Texte fourni ->

◆ ◆ ◆

(Stockholm) L’Union européenne et les États-Unis ont annoncé mercredi un projet de « code de conduite » commun sur l’intelligence artificielle (IA) à l’application volontaire pour les entreprises du secteur, face au risque de voir la Chine donner le la pour réguler un domaine en pleine explosion.

Des responsables politiques aux concepteurs de la technologie eux-mêmes, un consensus mondial émerge sur le besoin d’encadrer – plus ou moins librement – une technologie aux effets révolutionnaires, mais aux risques élevés de dérapage.

Après une réunion de haut niveau dans le nord de la Suède, le chef de la diplomatie américaine Antony Blinken a affirmé que les Occidentaux ressentaient « l’urgence féroce » d’agir du fait de l’irruption sur le devant de la scène de la technologie, symbolisée par des outils révolutionnaires comme le robot conversationnel ChatGBT.

Le code de conduite annoncé mercredi « serait ouvert à tous les pays partageant les mêmes idées », a-t-il dit lors d’une conférence de presse commune avec des poids lourds de Bruxelles.

La vice-présidente de la Commission européenne chargée de la Concurrence, Margrethe Vestager, connue pour ses bras de fer avec les géants américains d’internet, a indiqué qu’une version préliminaire serait présentée « dans les prochaines semaines ».

« Nous pensons que c’est vraiment important que les citoyens puissent voir que les démocraties agissent », a dit la Danoise au côté de M. Blinken.

L’idée est d’aboutir « très, très bientôt » à une proposition finale, en espérant rallier « le cercle le plus large possible », a-t-elle dit, citant « nos amis au Canada, au Royaume-Uni, au Japon, en Inde ».

◆ ◆ ◆

(Extraits d'un jeu de données)
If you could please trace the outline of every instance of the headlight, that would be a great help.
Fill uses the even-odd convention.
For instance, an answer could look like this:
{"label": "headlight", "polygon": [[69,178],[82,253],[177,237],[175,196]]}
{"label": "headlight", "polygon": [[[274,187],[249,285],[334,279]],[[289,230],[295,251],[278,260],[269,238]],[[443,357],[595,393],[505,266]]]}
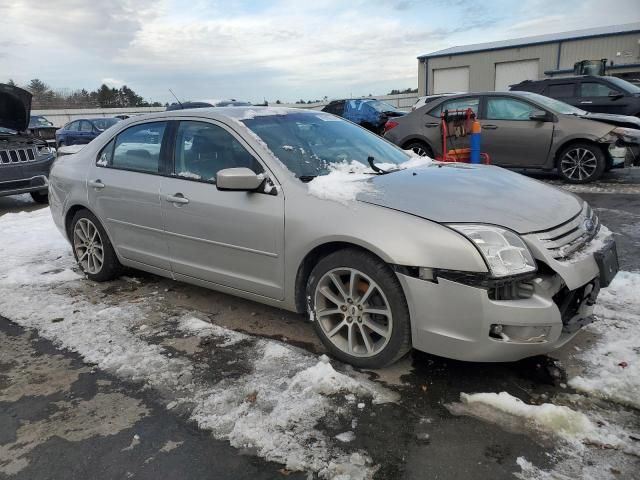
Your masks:
{"label": "headlight", "polygon": [[509,277],[536,271],[536,262],[531,252],[512,231],[490,225],[448,226],[462,233],[478,247],[493,277]]}

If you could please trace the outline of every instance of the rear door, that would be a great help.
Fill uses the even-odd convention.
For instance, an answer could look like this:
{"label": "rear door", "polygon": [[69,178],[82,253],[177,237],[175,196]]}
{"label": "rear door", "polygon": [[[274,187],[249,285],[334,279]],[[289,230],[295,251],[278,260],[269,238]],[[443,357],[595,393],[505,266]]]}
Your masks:
{"label": "rear door", "polygon": [[174,274],[282,299],[282,190],[271,195],[216,188],[221,169],[265,171],[248,145],[221,123],[180,121],[171,151],[161,203]]}
{"label": "rear door", "polygon": [[589,112],[623,114],[628,101],[619,88],[590,78],[580,81],[580,102],[576,106]]}
{"label": "rear door", "polygon": [[120,255],[164,271],[171,269],[160,209],[167,125],[141,123],[120,132],[98,154],[87,185],[89,205]]}
{"label": "rear door", "polygon": [[524,100],[485,96],[481,151],[491,163],[501,166],[537,167],[547,161],[553,137],[553,122],[531,120],[537,107]]}

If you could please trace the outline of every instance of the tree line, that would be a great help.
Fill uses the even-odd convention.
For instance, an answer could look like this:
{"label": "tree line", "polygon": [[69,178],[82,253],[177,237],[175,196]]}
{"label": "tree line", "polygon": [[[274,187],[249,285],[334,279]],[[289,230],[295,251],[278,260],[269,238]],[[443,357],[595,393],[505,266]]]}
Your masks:
{"label": "tree line", "polygon": [[[13,80],[9,85],[17,85]],[[38,78],[21,86],[33,95],[31,108],[42,110],[47,108],[127,108],[127,107],[161,107],[160,102],[149,102],[133,89],[123,85],[110,88],[104,83],[93,91],[86,89],[52,89]]]}

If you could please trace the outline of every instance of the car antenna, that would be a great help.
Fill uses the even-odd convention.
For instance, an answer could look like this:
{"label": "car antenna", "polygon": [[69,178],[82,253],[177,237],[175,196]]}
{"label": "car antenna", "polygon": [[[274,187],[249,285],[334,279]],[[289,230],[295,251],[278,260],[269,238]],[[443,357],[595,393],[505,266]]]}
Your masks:
{"label": "car antenna", "polygon": [[169,89],[169,91],[171,92],[171,95],[173,95],[173,98],[175,98],[175,99],[176,99],[176,102],[178,102],[178,105],[180,105],[180,108],[181,108],[182,110],[184,110],[184,106],[182,105],[182,102],[181,102],[180,100],[178,100],[178,97],[176,96],[176,94],[175,94],[175,93],[173,93],[173,90]]}
{"label": "car antenna", "polygon": [[367,162],[369,162],[369,166],[371,167],[371,169],[376,172],[376,173],[380,173],[380,174],[385,174],[385,173],[389,173],[386,170],[382,170],[379,166],[377,166],[375,163],[373,163],[374,158],[369,155],[367,157]]}

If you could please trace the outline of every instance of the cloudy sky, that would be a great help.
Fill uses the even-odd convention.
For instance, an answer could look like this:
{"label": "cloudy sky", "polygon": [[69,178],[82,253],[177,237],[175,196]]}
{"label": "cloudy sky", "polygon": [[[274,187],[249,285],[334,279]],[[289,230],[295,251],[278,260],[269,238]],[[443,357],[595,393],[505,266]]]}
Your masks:
{"label": "cloudy sky", "polygon": [[252,101],[417,86],[453,45],[640,21],[639,0],[0,0],[0,82]]}

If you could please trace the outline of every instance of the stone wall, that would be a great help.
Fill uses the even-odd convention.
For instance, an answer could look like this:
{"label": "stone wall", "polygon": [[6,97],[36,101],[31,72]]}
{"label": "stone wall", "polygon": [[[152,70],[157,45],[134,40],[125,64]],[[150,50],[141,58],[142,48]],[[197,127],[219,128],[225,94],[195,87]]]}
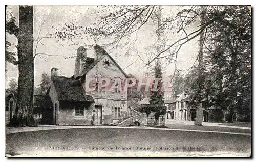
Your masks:
{"label": "stone wall", "polygon": [[[158,121],[157,122],[158,123],[158,125],[165,125],[165,118],[166,115],[160,115],[158,119]],[[155,114],[151,112],[147,118],[146,124],[147,126],[154,125],[155,121]]]}
{"label": "stone wall", "polygon": [[91,125],[92,110],[94,104],[85,104],[83,116],[75,116],[73,104],[67,102],[61,102],[59,114],[58,115],[58,125]]}
{"label": "stone wall", "polygon": [[129,119],[127,120],[124,121],[119,126],[129,126],[130,125],[133,125],[134,124],[135,122],[139,122],[140,123],[140,126],[144,127],[146,125],[146,113],[138,115]]}
{"label": "stone wall", "polygon": [[209,110],[209,122],[222,122],[224,117],[223,112],[221,110]]}

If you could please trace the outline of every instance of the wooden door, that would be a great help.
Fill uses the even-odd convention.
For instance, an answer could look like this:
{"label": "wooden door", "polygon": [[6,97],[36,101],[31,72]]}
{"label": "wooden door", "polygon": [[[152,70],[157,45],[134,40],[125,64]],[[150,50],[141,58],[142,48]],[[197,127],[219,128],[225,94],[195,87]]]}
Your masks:
{"label": "wooden door", "polygon": [[102,106],[95,106],[94,114],[94,122],[95,125],[100,125],[102,124]]}

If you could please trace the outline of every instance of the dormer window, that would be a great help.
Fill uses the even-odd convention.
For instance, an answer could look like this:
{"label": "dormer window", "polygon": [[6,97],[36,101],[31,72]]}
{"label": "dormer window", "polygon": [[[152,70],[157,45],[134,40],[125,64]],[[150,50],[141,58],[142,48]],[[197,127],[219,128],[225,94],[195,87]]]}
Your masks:
{"label": "dormer window", "polygon": [[105,60],[103,61],[102,65],[104,66],[105,68],[106,68],[108,67],[110,67],[110,61],[109,60],[106,60],[105,59]]}

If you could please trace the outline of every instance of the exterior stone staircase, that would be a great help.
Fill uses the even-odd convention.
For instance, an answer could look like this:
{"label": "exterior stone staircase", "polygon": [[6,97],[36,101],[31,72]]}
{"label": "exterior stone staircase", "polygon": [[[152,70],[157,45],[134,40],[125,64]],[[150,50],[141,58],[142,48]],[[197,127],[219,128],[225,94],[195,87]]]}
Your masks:
{"label": "exterior stone staircase", "polygon": [[117,124],[118,126],[129,126],[134,125],[135,122],[137,122],[137,126],[143,126],[144,125],[146,119],[145,113],[141,113],[130,107],[129,110],[121,114]]}

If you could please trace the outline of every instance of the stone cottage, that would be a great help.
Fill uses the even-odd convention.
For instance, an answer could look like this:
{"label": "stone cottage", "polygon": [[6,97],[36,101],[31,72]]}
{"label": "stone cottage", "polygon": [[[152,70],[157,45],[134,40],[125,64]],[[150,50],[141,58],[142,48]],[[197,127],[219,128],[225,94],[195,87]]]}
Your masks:
{"label": "stone cottage", "polygon": [[[47,93],[48,106],[52,107],[53,124],[100,125],[117,122],[127,111],[127,91],[123,88],[127,75],[113,58],[100,46],[94,47],[94,57],[87,57],[88,49],[77,49],[74,74],[70,78],[58,76],[58,69],[51,69],[51,86]],[[102,87],[109,78],[115,88]],[[87,89],[90,83],[90,90]]]}
{"label": "stone cottage", "polygon": [[196,107],[189,106],[189,95],[183,92],[176,96],[176,99],[164,101],[164,105],[167,107],[167,119],[174,121],[195,121],[197,117],[200,116],[204,122],[208,122],[209,111],[203,104],[199,104]]}

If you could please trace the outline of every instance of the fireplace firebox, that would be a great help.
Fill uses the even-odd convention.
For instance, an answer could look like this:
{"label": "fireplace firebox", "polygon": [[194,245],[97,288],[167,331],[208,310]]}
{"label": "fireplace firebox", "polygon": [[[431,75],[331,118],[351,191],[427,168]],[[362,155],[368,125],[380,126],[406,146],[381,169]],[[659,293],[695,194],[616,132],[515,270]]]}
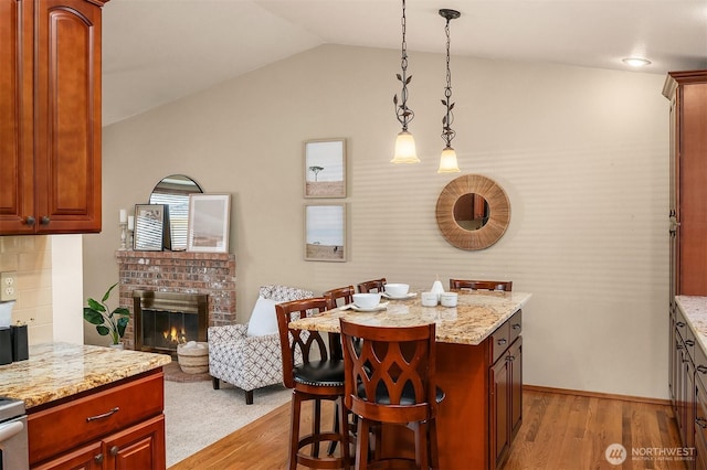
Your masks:
{"label": "fireplace firebox", "polygon": [[177,355],[177,345],[207,341],[209,296],[133,291],[135,349]]}

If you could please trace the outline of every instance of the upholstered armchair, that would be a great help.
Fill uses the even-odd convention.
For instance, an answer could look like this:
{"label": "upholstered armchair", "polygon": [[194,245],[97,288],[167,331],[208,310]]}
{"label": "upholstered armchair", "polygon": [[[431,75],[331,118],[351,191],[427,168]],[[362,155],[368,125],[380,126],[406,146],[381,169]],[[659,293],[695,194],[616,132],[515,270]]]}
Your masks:
{"label": "upholstered armchair", "polygon": [[245,391],[253,404],[253,391],[282,384],[283,360],[275,303],[314,297],[310,290],[287,286],[262,286],[247,324],[209,328],[209,374],[213,389],[221,381]]}

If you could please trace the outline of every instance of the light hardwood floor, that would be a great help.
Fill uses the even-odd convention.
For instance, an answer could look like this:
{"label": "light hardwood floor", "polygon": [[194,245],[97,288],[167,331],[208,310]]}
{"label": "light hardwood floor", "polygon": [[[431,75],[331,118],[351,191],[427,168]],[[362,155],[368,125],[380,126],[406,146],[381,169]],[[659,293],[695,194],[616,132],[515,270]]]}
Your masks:
{"label": "light hardwood floor", "polygon": [[[669,405],[539,389],[524,391],[523,398],[523,426],[503,470],[685,469],[683,460],[645,457],[680,446]],[[289,404],[285,404],[169,470],[284,469],[288,429]],[[627,450],[621,466],[604,458],[612,444]],[[633,452],[642,456],[632,457]]]}

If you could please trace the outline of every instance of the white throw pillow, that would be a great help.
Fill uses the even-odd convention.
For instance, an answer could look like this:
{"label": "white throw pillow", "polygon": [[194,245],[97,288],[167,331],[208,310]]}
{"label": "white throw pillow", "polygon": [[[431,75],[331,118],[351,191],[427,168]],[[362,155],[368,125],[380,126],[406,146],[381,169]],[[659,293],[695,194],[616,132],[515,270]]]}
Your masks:
{"label": "white throw pillow", "polygon": [[247,323],[249,337],[264,337],[277,333],[277,317],[275,313],[275,300],[258,297]]}

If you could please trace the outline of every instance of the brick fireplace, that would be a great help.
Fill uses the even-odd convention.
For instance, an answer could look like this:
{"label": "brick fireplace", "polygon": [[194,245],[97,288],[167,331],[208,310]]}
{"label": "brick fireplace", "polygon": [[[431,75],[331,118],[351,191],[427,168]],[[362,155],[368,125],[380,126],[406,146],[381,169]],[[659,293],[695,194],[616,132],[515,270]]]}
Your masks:
{"label": "brick fireplace", "polygon": [[209,296],[207,327],[233,324],[235,311],[235,255],[228,253],[117,250],[120,307],[130,310],[123,338],[135,349],[134,291],[182,292]]}

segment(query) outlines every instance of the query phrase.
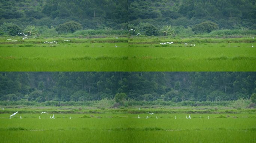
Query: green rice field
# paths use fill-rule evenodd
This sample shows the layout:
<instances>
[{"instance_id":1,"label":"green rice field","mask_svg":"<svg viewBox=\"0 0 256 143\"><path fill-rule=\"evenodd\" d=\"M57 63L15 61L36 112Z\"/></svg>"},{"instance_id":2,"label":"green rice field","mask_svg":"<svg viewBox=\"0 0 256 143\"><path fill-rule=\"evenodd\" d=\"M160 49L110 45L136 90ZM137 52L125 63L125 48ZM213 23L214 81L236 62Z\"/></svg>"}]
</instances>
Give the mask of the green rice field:
<instances>
[{"instance_id":1,"label":"green rice field","mask_svg":"<svg viewBox=\"0 0 256 143\"><path fill-rule=\"evenodd\" d=\"M10 115L0 114L1 143L256 142L254 114L193 114L191 119L188 114Z\"/></svg>"},{"instance_id":2,"label":"green rice field","mask_svg":"<svg viewBox=\"0 0 256 143\"><path fill-rule=\"evenodd\" d=\"M15 42L2 39L0 71L256 71L256 48L251 45L256 47L255 42L207 43L202 40L196 43L186 39L185 45L180 39L161 45L159 40L74 39L70 42L55 40L57 44L42 43L51 40Z\"/></svg>"}]
</instances>

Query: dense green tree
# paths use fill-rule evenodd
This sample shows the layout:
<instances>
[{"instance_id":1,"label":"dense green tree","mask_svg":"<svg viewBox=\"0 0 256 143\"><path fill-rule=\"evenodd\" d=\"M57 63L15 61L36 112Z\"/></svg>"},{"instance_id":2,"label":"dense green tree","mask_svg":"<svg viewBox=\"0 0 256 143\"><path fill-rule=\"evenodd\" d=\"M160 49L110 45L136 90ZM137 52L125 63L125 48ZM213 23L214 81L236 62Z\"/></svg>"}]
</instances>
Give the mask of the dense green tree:
<instances>
[{"instance_id":1,"label":"dense green tree","mask_svg":"<svg viewBox=\"0 0 256 143\"><path fill-rule=\"evenodd\" d=\"M70 21L59 25L56 28L56 30L59 33L73 33L82 28L81 24L74 21Z\"/></svg>"}]
</instances>

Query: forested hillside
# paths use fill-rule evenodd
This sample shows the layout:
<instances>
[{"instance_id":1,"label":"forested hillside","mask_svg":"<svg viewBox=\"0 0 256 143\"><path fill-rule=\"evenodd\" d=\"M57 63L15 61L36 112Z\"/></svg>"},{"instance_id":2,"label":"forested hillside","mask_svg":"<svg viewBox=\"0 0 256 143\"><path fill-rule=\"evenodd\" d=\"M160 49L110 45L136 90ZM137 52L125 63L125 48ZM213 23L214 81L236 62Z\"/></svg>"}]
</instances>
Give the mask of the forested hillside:
<instances>
[{"instance_id":1,"label":"forested hillside","mask_svg":"<svg viewBox=\"0 0 256 143\"><path fill-rule=\"evenodd\" d=\"M255 29L256 3L255 0L2 0L0 34L12 35L7 32L11 28L29 32L36 29L42 33L47 28L58 30L60 25L70 21L80 25L77 29L134 28L156 36L170 26L176 33L186 29L188 34L191 29L195 33L209 32L198 29L202 25L210 27L210 31ZM206 22L214 24L196 25Z\"/></svg>"},{"instance_id":2,"label":"forested hillside","mask_svg":"<svg viewBox=\"0 0 256 143\"><path fill-rule=\"evenodd\" d=\"M179 102L249 99L256 72L0 73L1 101L44 102L113 99Z\"/></svg>"}]
</instances>

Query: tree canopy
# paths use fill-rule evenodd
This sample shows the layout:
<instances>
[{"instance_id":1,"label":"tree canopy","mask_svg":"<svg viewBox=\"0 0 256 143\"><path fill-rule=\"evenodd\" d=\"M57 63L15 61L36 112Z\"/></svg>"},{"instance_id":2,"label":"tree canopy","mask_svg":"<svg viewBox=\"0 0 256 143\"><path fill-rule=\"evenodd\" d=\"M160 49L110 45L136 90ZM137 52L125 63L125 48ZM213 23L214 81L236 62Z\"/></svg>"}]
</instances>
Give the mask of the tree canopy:
<instances>
[{"instance_id":1,"label":"tree canopy","mask_svg":"<svg viewBox=\"0 0 256 143\"><path fill-rule=\"evenodd\" d=\"M255 72L0 72L2 101L222 101L256 93Z\"/></svg>"}]
</instances>

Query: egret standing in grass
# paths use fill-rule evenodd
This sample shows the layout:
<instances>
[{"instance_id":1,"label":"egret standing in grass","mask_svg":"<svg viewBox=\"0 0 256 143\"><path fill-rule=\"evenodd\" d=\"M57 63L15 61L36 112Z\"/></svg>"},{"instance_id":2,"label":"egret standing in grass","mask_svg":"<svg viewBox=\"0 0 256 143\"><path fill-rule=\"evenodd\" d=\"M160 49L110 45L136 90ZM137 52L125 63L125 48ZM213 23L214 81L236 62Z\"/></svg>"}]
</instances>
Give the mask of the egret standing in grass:
<instances>
[{"instance_id":1,"label":"egret standing in grass","mask_svg":"<svg viewBox=\"0 0 256 143\"><path fill-rule=\"evenodd\" d=\"M46 113L48 115L48 113L46 113L46 112L43 112L42 113L41 113L40 114L42 114L42 113Z\"/></svg>"},{"instance_id":2,"label":"egret standing in grass","mask_svg":"<svg viewBox=\"0 0 256 143\"><path fill-rule=\"evenodd\" d=\"M150 112L148 112L148 113L149 113L150 115L152 115L152 114L155 114L155 113L150 113Z\"/></svg>"},{"instance_id":3,"label":"egret standing in grass","mask_svg":"<svg viewBox=\"0 0 256 143\"><path fill-rule=\"evenodd\" d=\"M10 115L10 118L12 118L12 116L15 115L16 114L18 113L18 112L15 112L15 113L13 114L12 115Z\"/></svg>"}]
</instances>

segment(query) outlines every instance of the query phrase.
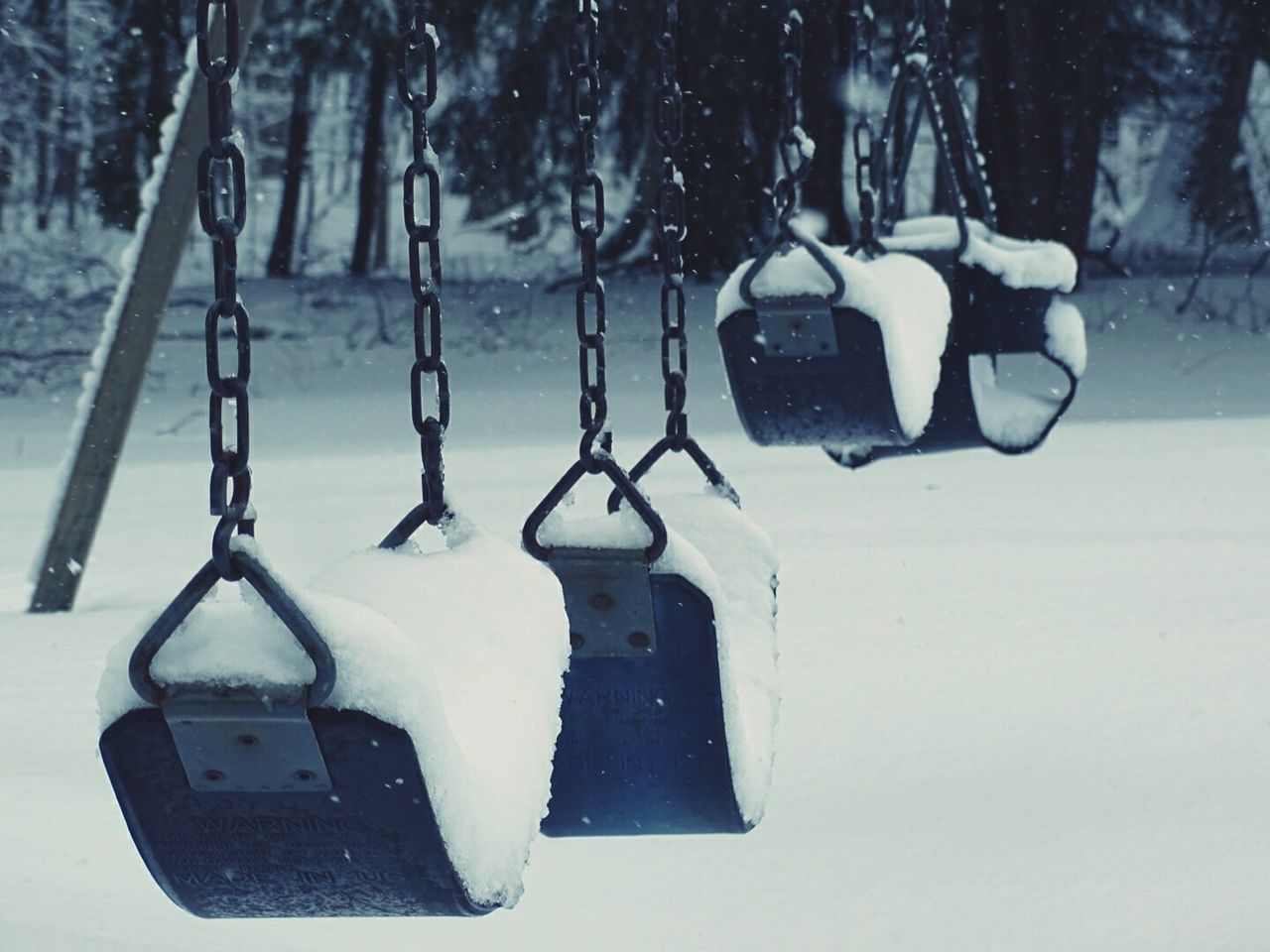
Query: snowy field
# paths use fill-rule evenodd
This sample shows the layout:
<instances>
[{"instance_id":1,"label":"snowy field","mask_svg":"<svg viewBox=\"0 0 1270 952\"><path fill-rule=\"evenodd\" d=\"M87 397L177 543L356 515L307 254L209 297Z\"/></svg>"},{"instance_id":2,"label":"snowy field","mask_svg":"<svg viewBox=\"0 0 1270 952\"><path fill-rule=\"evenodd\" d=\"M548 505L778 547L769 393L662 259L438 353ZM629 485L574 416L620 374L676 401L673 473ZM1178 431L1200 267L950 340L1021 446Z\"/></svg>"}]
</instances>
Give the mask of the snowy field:
<instances>
[{"instance_id":1,"label":"snowy field","mask_svg":"<svg viewBox=\"0 0 1270 952\"><path fill-rule=\"evenodd\" d=\"M203 292L179 292L70 616L22 608L74 396L0 401L0 949L1270 947L1270 339L1170 320L1182 291L1081 296L1090 373L1039 453L856 473L744 440L697 302L691 418L782 557L766 820L742 838L540 839L521 905L480 920L262 923L168 902L95 750L107 650L202 564L213 522ZM269 333L259 538L293 580L414 501L405 293L244 288ZM372 345L375 294L392 345ZM611 294L627 462L659 426L654 294ZM447 300L450 486L514 539L575 453L572 297ZM663 466L654 494L697 485ZM497 599L499 580L436 598Z\"/></svg>"}]
</instances>

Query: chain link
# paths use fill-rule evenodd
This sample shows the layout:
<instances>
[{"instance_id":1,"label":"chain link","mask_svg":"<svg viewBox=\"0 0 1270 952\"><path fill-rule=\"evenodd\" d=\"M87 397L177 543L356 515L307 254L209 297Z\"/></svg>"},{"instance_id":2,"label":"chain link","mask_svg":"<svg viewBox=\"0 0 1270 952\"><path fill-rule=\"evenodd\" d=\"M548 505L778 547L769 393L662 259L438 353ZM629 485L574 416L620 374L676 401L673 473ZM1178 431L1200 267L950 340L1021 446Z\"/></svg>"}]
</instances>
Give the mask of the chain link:
<instances>
[{"instance_id":1,"label":"chain link","mask_svg":"<svg viewBox=\"0 0 1270 952\"><path fill-rule=\"evenodd\" d=\"M574 0L577 15L569 37L569 83L573 88L575 164L570 218L582 255L582 281L574 294L578 325L578 377L582 395L579 458L598 472L596 453L607 452L608 388L605 358L607 308L599 277L599 236L605 232L605 183L596 169L596 127L599 123L599 13L597 0ZM597 447L598 443L598 447Z\"/></svg>"},{"instance_id":2,"label":"chain link","mask_svg":"<svg viewBox=\"0 0 1270 952\"><path fill-rule=\"evenodd\" d=\"M874 65L874 37L876 33L876 18L872 4L869 0L856 0L851 10L852 20L852 70L856 83L867 88L872 79ZM861 99L864 99L861 91ZM878 240L878 198L875 185L878 182L878 169L874 165L874 138L872 122L869 119L869 108L861 109L860 119L856 122L852 145L856 160L856 202L860 208L860 234L856 236L855 248L864 249L869 254L883 251Z\"/></svg>"},{"instance_id":3,"label":"chain link","mask_svg":"<svg viewBox=\"0 0 1270 952\"><path fill-rule=\"evenodd\" d=\"M410 162L401 178L401 212L410 259L414 301L414 364L410 367L410 419L419 435L423 468L423 518L436 524L447 513L442 446L450 426L450 372L442 358L441 307L441 166L428 138L428 109L437 102L437 33L422 0L411 0L398 41L398 98L410 112ZM411 69L413 58L422 61ZM411 89L422 67L423 89ZM425 187L425 216L419 220L415 192ZM427 265L424 261L427 260ZM424 380L433 378L433 397ZM432 411L428 411L431 405Z\"/></svg>"},{"instance_id":4,"label":"chain link","mask_svg":"<svg viewBox=\"0 0 1270 952\"><path fill-rule=\"evenodd\" d=\"M225 56L212 58L210 29L212 6L225 17ZM237 581L230 541L234 533L250 536L255 531L251 506L250 404L248 382L251 377L251 319L237 289L237 237L246 225L246 160L234 141L234 90L240 55L237 0L197 0L194 37L198 70L207 80L208 141L198 156L198 222L212 241L212 279L216 301L203 321L207 353L208 432L211 435L212 476L211 514L220 517L212 533L212 562L222 579ZM232 326L237 341L234 373L221 368L220 336L222 321ZM225 440L225 405L234 406L234 442Z\"/></svg>"},{"instance_id":5,"label":"chain link","mask_svg":"<svg viewBox=\"0 0 1270 952\"><path fill-rule=\"evenodd\" d=\"M657 202L659 256L662 259L662 382L665 396L665 435L672 448L688 442L688 333L683 296L683 240L688 235L683 176L674 150L683 138L683 90L678 77L679 0L658 6L655 46L658 58L654 132L662 146L662 184Z\"/></svg>"},{"instance_id":6,"label":"chain link","mask_svg":"<svg viewBox=\"0 0 1270 952\"><path fill-rule=\"evenodd\" d=\"M776 221L781 235L790 236L790 223L798 215L800 192L812 174L815 145L803 128L803 14L790 4L781 23L781 138L780 156L784 173L772 189Z\"/></svg>"}]
</instances>

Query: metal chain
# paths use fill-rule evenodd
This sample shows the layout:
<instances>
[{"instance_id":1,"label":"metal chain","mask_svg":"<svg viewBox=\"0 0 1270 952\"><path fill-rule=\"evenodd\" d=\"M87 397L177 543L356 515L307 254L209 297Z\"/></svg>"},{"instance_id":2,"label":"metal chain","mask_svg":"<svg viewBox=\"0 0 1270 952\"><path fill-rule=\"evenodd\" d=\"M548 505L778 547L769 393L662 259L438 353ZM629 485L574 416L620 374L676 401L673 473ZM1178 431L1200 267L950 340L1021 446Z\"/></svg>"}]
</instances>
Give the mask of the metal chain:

◆ ◆ ◆

Consigne 1 -> Extrayez de l'article sur le code de conduite pour l'IA le passage qui s'ouvre sur les mots contenant "Des responsables politiques" et se ferme sur "élevés de dérapage.".
Consigne 2 -> D'après l'article sur le code de conduite pour l'IA, dans quel délai une version préliminaire de ce code doit-elle être présentée ?

Réponse 1 ->
Des responsables politiques aux concepteurs de la technologie eux-mêmes, un consensus mondial émerge sur le besoin d’encadrer – plus ou moins librement – une technologie aux effets révolutionnaires, mais aux risques élevés de dérapage.

Réponse 2 -> Elle doit être présentée dans les prochaines semaines.